Page:
— begin —

1.    SIGNATURE AND DELIVERY OF REQUIREMENTS

      Individual and Joint Owners - Signature Requirements. After carefully
      reading and completing this Letter of Transmittal, in order to tender your
      Units, Limited Partner(s) must sign at the "X" in the Signature Box. The
      signature(s) must correspond exactly with the name printed (or corrected)
      on the front of this Letter of Transmittal without any change whatsoever.
      Note: For Units held in a custodial account, the beneficial owner should
      sign in the Signature Box. If the Units are registered in the names of two
      or more joint holders, all such holders must sign this Letter of
      Transmittal.

      Trustees, Corporations and Fiduciaries - Signature Requirements. Trustees,
      executors, administrators, guardians, attorneys-in-fact, officers of a
      corporation, authorized partner of a partnership or other persons acting
      in a fiduciary or representative capacity must sign at the "X" in the
      Signature Box. Signatories should indicate their title when signing and
      must submit proper evidence satisfactory to the Purchaser of their
      authority to act.

      Delivery Requirements. For Units to be validly assigned, a properly
      completed and duly executed copy of this Letter of Transmittal, together
      with any other documents required by this Letter of Transmittal (including
      the original certificate, to the extent in your possession), must be
      received by the Purchaser prior to or on the Expiration Date. To ensure
      receipt of this Letter of Transmittal, it is suggested that you use
      overnight courier delivery or, if this Letter of Transmittal is to be
      delivered by U.S. Mail, you use certified or registered mail, return
      receipt requested. Facsimiles will be accepted subject to the receipt by
      the Purchaser of original documentation. All Letters of Transmittal should
      be addressed as follows:

            By Mail or Overnight Courier:    River Oaks Partnership Services,
                                             Inc. at one of the addresses set
                                             forth on the back cover of this
                                             Letter of Transmittal

            By Facsimile:                    (201) 460-2889

            For Additional Information Call: (877) 842-2412

Documentation

            Deceased Owner -                 Copy of Death Certificate.If other
                                             than a Joint Tenant, see also
                                             Executor/Administrator/Guardian
                                             below.

            Deceased Owner (Other) -         See Executor/Administrator/Guardian
                                             (a) below.

            Executor/Administrator
            Guardian -                       (a) Send copy of Court Appointment
                                             Documents; and (b) a copy of
                                             applicable provisions of Will
                                             (Title Page, Executor powers asset
                                             distributions); or (c) Estate
                                             distribution documents.

            Attorney-in-fact -               Power of Attorney.

            Corporate/Partnerships -         Resolution(s) of Board of Directors
                                             or other evidence of authority to
                                             so act.

            Trust/Pension Plans -            Cover pages of the trust or plan,
                                             along with the trustee(s) section
                                             and/or amendments or resolutions of
                                             the above to prove authority to so
                                             act.

— end —

Condense the paragraph of the transmittal instructions above that begins "Delivery Requirements" into a short bulleted list that keeps its main facts.

Supplied information:
— begin —

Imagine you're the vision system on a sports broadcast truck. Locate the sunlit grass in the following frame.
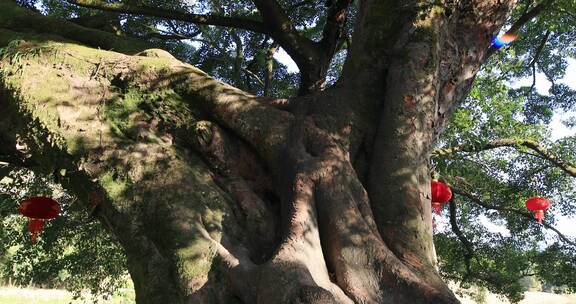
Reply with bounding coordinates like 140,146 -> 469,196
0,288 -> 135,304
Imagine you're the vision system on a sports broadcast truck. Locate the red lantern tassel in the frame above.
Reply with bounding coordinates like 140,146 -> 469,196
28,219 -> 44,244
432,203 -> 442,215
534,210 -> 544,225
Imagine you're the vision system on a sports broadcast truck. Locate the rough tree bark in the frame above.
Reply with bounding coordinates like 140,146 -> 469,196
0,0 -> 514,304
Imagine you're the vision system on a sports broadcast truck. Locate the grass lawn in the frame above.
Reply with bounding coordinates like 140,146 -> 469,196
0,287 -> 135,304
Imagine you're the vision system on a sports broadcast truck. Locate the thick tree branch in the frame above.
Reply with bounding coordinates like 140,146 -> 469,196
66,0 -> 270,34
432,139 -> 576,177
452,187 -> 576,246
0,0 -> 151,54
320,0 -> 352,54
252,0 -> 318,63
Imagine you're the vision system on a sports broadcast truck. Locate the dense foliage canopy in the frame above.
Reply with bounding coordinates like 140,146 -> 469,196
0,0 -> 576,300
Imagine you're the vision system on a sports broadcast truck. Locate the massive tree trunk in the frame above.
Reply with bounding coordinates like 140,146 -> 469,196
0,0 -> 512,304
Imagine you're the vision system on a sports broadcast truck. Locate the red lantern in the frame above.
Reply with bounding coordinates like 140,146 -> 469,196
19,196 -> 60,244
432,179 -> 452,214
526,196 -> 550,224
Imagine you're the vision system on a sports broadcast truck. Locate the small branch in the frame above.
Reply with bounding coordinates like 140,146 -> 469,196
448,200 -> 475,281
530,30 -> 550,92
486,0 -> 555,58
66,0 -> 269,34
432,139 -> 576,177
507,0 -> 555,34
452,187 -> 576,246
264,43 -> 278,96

— end —
— begin —

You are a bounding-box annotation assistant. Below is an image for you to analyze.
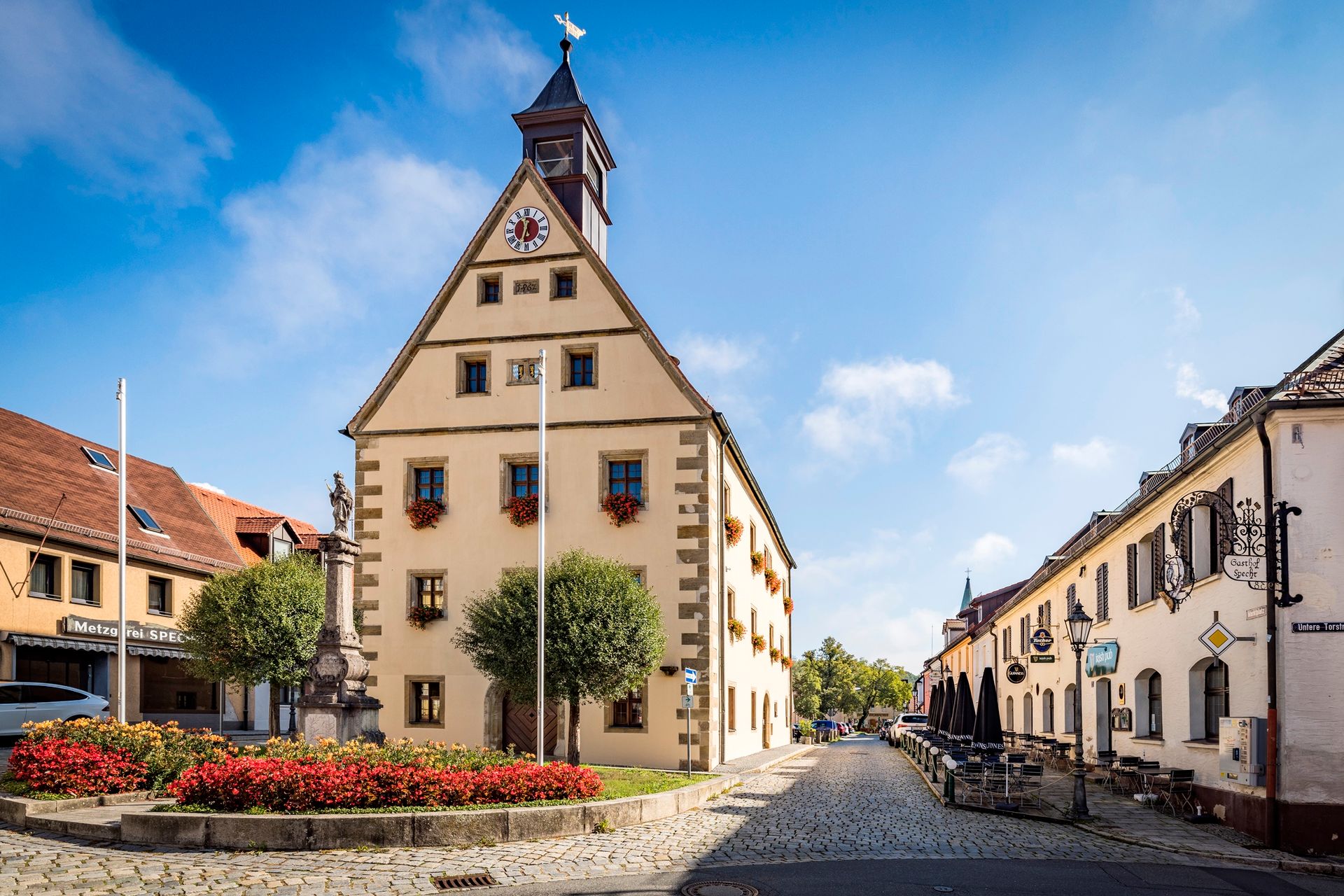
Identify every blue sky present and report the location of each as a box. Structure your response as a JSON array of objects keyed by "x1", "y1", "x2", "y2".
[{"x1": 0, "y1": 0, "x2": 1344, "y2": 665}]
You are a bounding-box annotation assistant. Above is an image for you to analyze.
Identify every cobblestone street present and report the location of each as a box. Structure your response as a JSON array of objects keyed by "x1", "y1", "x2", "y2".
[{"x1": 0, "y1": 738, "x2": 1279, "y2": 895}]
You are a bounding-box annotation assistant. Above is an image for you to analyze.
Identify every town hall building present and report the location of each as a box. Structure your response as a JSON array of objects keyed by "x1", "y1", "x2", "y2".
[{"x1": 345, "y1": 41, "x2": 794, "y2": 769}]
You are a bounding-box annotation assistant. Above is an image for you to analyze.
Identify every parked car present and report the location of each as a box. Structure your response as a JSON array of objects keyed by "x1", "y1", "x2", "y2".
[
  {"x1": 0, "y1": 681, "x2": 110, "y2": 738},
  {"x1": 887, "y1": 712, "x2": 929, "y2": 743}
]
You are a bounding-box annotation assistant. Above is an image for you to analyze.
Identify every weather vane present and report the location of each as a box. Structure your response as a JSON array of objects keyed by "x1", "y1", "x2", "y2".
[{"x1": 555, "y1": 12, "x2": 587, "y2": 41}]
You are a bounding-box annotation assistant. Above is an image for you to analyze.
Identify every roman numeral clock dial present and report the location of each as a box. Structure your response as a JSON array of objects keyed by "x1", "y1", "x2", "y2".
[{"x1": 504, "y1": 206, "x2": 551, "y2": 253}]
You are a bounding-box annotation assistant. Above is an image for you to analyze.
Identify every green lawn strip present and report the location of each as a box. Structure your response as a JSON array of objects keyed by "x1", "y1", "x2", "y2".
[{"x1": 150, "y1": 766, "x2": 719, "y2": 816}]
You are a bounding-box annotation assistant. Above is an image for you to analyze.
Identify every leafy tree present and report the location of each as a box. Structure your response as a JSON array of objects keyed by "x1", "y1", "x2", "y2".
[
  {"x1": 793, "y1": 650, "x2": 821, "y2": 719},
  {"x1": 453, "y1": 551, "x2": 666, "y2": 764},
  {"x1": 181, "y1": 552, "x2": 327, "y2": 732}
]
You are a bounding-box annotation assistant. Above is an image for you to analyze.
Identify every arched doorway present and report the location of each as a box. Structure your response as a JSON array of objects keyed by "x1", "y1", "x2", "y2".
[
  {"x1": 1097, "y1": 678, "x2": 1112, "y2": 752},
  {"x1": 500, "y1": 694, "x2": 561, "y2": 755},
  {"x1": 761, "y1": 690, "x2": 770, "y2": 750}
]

— end —

In response:
- To assign Units validly, the Purchaser must receive a properly completed and duly executed copy of the Letter of Transmittal on or before the Expiration Date.
- Any other documents the Letter requires must come with it, including the original certificate if you have it.
- Overnight courier is suggested. If you send it by U.S. Mail, use certified or registered mail with return receipt requested.
- Facsimiles are accepted only if the Purchaser also receives the original documents.
- Letters of Transmittal should be addressed as shown after this paragraph.